» Listed entries

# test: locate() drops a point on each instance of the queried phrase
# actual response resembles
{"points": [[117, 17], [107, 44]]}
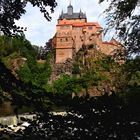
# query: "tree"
{"points": [[124, 16], [13, 10]]}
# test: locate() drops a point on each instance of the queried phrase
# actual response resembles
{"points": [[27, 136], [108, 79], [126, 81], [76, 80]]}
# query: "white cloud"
{"points": [[39, 30]]}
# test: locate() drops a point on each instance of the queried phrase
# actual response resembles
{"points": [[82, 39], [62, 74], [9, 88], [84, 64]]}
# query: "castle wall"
{"points": [[73, 33]]}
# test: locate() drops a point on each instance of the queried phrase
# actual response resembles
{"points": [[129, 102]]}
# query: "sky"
{"points": [[39, 30]]}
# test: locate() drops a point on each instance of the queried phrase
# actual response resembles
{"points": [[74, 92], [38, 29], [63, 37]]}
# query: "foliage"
{"points": [[13, 10], [95, 118], [124, 16]]}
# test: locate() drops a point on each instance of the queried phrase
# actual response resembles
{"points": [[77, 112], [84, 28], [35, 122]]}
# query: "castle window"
{"points": [[64, 27], [90, 27]]}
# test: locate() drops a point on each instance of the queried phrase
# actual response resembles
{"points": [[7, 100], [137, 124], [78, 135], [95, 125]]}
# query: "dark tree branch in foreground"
{"points": [[13, 10]]}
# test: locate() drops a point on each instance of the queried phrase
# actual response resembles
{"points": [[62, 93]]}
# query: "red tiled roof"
{"points": [[77, 24]]}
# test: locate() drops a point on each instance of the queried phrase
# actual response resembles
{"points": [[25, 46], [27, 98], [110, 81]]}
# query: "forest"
{"points": [[101, 97]]}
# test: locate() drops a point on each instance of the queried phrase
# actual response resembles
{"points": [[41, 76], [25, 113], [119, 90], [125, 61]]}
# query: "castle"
{"points": [[73, 31]]}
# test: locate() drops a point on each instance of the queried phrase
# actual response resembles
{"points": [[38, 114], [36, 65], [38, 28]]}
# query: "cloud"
{"points": [[39, 30]]}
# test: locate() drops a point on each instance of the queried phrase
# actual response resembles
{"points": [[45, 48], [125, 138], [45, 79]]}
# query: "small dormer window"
{"points": [[90, 28]]}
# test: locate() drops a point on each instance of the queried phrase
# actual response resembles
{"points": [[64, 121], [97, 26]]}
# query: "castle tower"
{"points": [[73, 31]]}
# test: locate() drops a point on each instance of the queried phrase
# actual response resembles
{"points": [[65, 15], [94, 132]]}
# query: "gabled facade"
{"points": [[73, 31]]}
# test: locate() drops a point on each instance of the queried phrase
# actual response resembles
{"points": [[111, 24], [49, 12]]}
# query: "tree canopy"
{"points": [[124, 16]]}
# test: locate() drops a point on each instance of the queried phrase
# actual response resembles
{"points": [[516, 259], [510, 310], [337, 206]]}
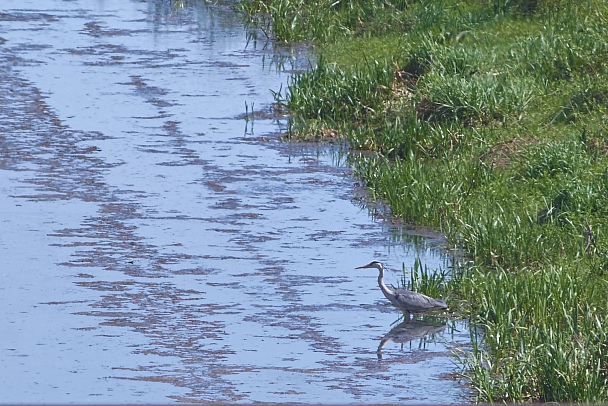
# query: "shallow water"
{"points": [[156, 247]]}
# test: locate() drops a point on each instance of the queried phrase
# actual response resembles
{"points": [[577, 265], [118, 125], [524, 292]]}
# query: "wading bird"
{"points": [[406, 300]]}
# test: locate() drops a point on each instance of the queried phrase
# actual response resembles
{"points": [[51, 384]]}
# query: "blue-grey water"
{"points": [[157, 247]]}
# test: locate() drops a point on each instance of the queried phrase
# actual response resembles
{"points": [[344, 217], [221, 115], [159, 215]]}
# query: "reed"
{"points": [[488, 120]]}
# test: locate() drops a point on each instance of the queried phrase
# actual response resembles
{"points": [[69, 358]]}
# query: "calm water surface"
{"points": [[156, 247]]}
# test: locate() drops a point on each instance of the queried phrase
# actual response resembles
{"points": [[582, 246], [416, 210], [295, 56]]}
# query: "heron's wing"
{"points": [[417, 302]]}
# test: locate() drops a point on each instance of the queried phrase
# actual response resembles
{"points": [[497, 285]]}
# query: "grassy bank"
{"points": [[489, 120]]}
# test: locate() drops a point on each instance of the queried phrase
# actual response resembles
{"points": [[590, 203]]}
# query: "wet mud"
{"points": [[160, 246]]}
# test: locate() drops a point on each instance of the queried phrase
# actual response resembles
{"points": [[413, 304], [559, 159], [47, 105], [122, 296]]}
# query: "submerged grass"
{"points": [[489, 122]]}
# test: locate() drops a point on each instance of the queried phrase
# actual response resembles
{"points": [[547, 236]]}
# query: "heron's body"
{"points": [[406, 300]]}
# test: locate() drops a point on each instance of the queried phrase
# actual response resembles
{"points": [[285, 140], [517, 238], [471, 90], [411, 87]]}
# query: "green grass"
{"points": [[489, 121]]}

» What you will do
Copy all the records word for word and keep the pictures out.

» Reply to the task
# test: locate() drops a point on each instance of the queried phrase
# actual response resembles
{"points": [[117, 17], [107, 44]]}
# query: "tree"
{"points": [[124, 16], [13, 10]]}
# test: locate() drops a point on each instance of the queried phrase
# actual response resembles
{"points": [[27, 136], [108, 79], [126, 81], [76, 80]]}
# query: "white cloud"
{"points": [[39, 30]]}
# test: locate() drops a point on each instance of the queried phrase
# actual response resembles
{"points": [[82, 39], [62, 74], [9, 88], [84, 64]]}
# query: "castle wall"
{"points": [[73, 33]]}
# test: locate() drops a point on each instance of the queried phrase
# actual response resembles
{"points": [[129, 102]]}
# query: "sky"
{"points": [[39, 30]]}
# test: locate() drops a point on each instance of the queried phrase
# actual response resembles
{"points": [[74, 92], [38, 29], [63, 37]]}
# query: "foliage"
{"points": [[13, 10], [95, 118], [124, 16]]}
# test: locate() drops a point on each instance of the queried phrase
# actual response resembles
{"points": [[77, 112], [84, 28], [35, 122]]}
# query: "castle window"
{"points": [[64, 27], [90, 27]]}
# test: locate() drops a point on each instance of the queried phrase
# actual response resembles
{"points": [[7, 100], [137, 124], [78, 135], [95, 125]]}
# query: "dark tree branch in foreground"
{"points": [[13, 10]]}
# test: locate() drops a point on each instance of the queried phrase
# actual response resembles
{"points": [[62, 93]]}
# query: "red tiled roof"
{"points": [[77, 24]]}
# test: locate() drops a point on each instance of the queried phrase
# actual response resembles
{"points": [[25, 46], [27, 98], [110, 81]]}
# query: "forest"
{"points": [[101, 97]]}
# test: locate() drops a point on each instance of the queried phrase
# actual response resembles
{"points": [[41, 76], [25, 113], [119, 90], [125, 61]]}
# query: "castle"
{"points": [[73, 31]]}
# test: locate() drops a point on each instance of the queried phrase
# actual response resembles
{"points": [[38, 114], [36, 65], [38, 28]]}
# query: "cloud"
{"points": [[39, 30]]}
# test: locate() drops a point on each instance of the queried phrase
# actual response resembles
{"points": [[45, 48], [125, 138], [45, 79]]}
# query: "small dormer window"
{"points": [[90, 28]]}
# test: locate() drops a point on each instance of the queried phrase
# actual response resembles
{"points": [[64, 121], [97, 26]]}
# query: "castle tower"
{"points": [[73, 31]]}
# test: locate() drops a point on each instance of the queried phrase
# actual response resembles
{"points": [[65, 15], [94, 132]]}
# query: "gabled facade"
{"points": [[73, 31]]}
# test: locate() drops a point on each instance of the queried phrase
# actual response resembles
{"points": [[111, 24], [49, 12]]}
# query: "tree canopy"
{"points": [[124, 16]]}
# test: locate() drops a point on each instance of the queried phrase
# actual response resembles
{"points": [[516, 259], [510, 310], [337, 206]]}
# query: "shallow water"
{"points": [[156, 247]]}
# test: locate() drops a point on each instance of the queried phrase
# actual response resembles
{"points": [[577, 265], [118, 125], [524, 292]]}
# query: "wading bird"
{"points": [[406, 300]]}
# test: locate() drops a point on each instance of the queried phrase
# actual response resembles
{"points": [[51, 384]]}
# query: "blue-grey water"
{"points": [[157, 247]]}
# test: locate() drops a point on each instance of the queried phrase
# actual response resembles
{"points": [[344, 217], [221, 115], [159, 215]]}
# query: "reed"
{"points": [[488, 120]]}
# test: locate() drops a point on each instance of the queried phrase
# actual response resembles
{"points": [[69, 358]]}
# query: "calm water surface"
{"points": [[156, 247]]}
# test: locate() drops a point on each instance of the queried phrase
# actual response resembles
{"points": [[582, 246], [416, 210], [295, 56]]}
# query: "heron's wing"
{"points": [[417, 302]]}
# test: locate() drops a point on each instance of the queried phrase
# actual response resembles
{"points": [[497, 285]]}
# query: "grassy bank"
{"points": [[489, 120]]}
# test: locate() drops a point on each instance of the queried phrase
# actual response resembles
{"points": [[590, 203]]}
# query: "wet mud"
{"points": [[160, 246]]}
# test: locate() drops a point on each instance of the queried phrase
# actual response resembles
{"points": [[413, 304], [559, 159], [47, 105], [122, 296]]}
# query: "submerged grass"
{"points": [[489, 122]]}
# test: locate() drops a point on each instance of the queried phrase
# actual response resembles
{"points": [[547, 236]]}
# query: "heron's body"
{"points": [[406, 300]]}
# test: locate() drops a point on each instance of the queried phrase
# actual response resembles
{"points": [[285, 140], [517, 238], [471, 90], [411, 87]]}
# query: "green grass"
{"points": [[489, 121]]}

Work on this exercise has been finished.